> [Directions for this task] Present all of the data below as a numbered list, one line per item, skipping blank lines and leaving out the picture.

----------

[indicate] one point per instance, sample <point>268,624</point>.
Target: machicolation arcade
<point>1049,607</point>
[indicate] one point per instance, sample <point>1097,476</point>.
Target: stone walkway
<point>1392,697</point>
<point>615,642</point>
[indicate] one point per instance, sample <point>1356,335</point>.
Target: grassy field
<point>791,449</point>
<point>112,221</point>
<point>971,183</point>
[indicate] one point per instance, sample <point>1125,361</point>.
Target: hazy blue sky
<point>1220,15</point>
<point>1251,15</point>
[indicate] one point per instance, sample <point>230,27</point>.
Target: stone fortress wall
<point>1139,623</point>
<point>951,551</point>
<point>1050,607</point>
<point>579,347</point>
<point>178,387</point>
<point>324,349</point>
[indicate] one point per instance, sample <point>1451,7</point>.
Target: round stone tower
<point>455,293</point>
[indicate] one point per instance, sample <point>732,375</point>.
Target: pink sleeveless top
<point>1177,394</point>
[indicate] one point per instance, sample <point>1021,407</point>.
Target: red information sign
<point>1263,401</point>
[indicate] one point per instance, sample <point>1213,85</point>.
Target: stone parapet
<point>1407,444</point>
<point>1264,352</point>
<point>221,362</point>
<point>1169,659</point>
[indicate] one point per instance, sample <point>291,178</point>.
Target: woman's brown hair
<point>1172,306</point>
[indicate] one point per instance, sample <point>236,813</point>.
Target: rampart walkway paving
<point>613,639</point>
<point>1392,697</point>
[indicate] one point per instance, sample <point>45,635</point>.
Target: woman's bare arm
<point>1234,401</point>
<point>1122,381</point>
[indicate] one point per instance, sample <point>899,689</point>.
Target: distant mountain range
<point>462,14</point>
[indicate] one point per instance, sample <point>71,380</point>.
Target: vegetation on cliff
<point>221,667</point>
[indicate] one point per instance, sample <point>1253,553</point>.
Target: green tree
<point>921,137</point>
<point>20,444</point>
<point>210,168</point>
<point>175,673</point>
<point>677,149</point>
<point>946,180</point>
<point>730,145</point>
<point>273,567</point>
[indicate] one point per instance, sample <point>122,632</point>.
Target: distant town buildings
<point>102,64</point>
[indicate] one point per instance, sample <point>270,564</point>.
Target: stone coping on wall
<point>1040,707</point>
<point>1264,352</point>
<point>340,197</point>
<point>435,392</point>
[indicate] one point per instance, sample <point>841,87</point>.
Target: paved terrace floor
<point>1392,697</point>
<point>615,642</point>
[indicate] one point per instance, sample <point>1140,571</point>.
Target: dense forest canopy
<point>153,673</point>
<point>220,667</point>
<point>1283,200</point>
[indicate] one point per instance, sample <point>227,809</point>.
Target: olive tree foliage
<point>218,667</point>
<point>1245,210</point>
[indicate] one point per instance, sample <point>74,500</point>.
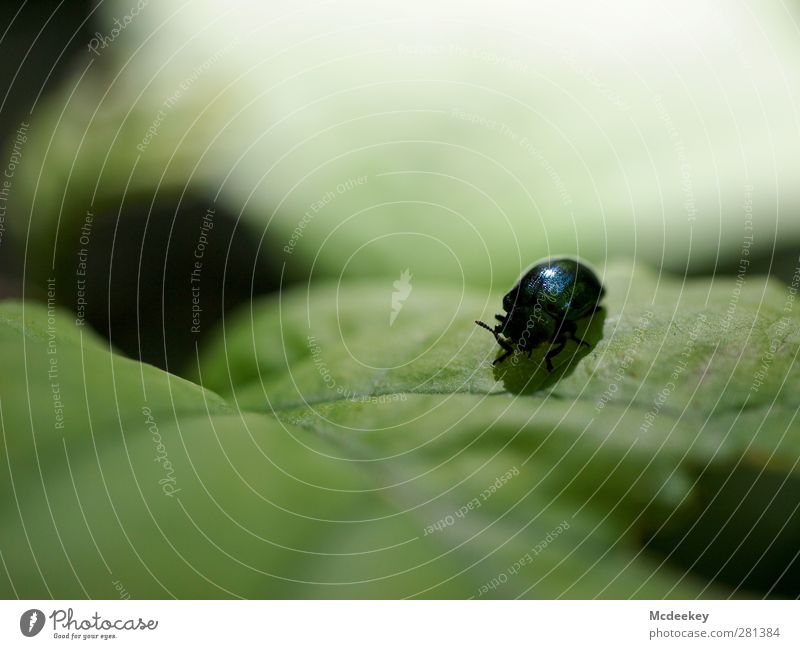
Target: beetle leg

----------

> [Response below]
1. [indicate] one point per instance, sample <point>268,624</point>.
2. Target: machicolation arcade
3. <point>1049,607</point>
4. [indicate] one point per instance, sample <point>1097,476</point>.
5. Target: stone walkway
6. <point>1392,697</point>
7. <point>615,642</point>
8. [indicate] one point per instance, sample <point>1356,335</point>.
9. Target: grassy field
10. <point>791,449</point>
11. <point>112,221</point>
12. <point>971,183</point>
13. [indicate] one point per instance, sample <point>1125,361</point>.
14. Target: hazy blue sky
15. <point>1220,15</point>
16. <point>1251,15</point>
17. [indicate] one point per instance, sample <point>230,27</point>.
18. Target: stone fortress wall
19. <point>1139,623</point>
20. <point>951,551</point>
21. <point>1050,607</point>
22. <point>579,347</point>
23. <point>178,387</point>
24. <point>324,349</point>
25. [indicate] one point per instance, sample <point>1451,7</point>.
26. Target: round stone tower
27. <point>455,293</point>
28. [indicate] one point per instance, sample <point>732,375</point>.
29. Target: pink sleeveless top
30. <point>1177,394</point>
31. [indicate] one point per instance, sample <point>1021,407</point>.
32. Target: red information sign
33. <point>1263,401</point>
34. [indicate] one point per instance, sample <point>1213,85</point>.
35. Target: stone parapet
36. <point>1407,444</point>
37. <point>1264,352</point>
38. <point>221,362</point>
39. <point>1169,659</point>
40. [indicate] one point per instance, sample <point>291,178</point>.
41. Target: woman's brown hair
42. <point>1172,306</point>
43. [indicate] one point per instance, sample <point>236,813</point>.
44. Target: rampart walkway paving
45. <point>613,639</point>
46. <point>1392,697</point>
47. [indicate] one point per instance, sample <point>45,635</point>.
48. Target: woman's bare arm
49. <point>1234,401</point>
50. <point>1122,381</point>
51. [indicate] one point per instance, sample <point>899,689</point>.
52. Target: distant mountain range
53. <point>462,14</point>
54. [indicate] one point per instance, sample <point>71,380</point>.
55. Target: vegetation on cliff
56. <point>221,667</point>
57. [indicate] one point per instance, sample <point>1253,553</point>.
58. Target: green tree
59. <point>921,137</point>
60. <point>20,444</point>
61. <point>210,168</point>
62. <point>175,673</point>
63. <point>677,149</point>
64. <point>946,180</point>
65. <point>730,145</point>
66. <point>273,567</point>
67. [indicate] one point per instance, sample <point>122,632</point>.
68. Target: distant town buildings
69. <point>102,64</point>
70. [indicate] one point per instance, sample <point>270,564</point>.
71. Target: stone coping on wall
72. <point>1040,707</point>
73. <point>1264,352</point>
74. <point>340,197</point>
75. <point>435,392</point>
76. [indicate] one point per instance, sample <point>841,87</point>.
77. Target: paved terrace floor
78. <point>1392,697</point>
79. <point>615,642</point>
80. [indicate] one point per instance, sample <point>1140,571</point>.
81. Target: dense forest canopy
82. <point>153,673</point>
83. <point>220,667</point>
84. <point>1283,200</point>
85. [indicate] one point per instance, sample <point>227,809</point>.
86. Target: olive tree foliage
87. <point>218,667</point>
88. <point>1245,210</point>
89. [indicate] one point per instance, sample <point>74,500</point>.
90. Target: beetle leg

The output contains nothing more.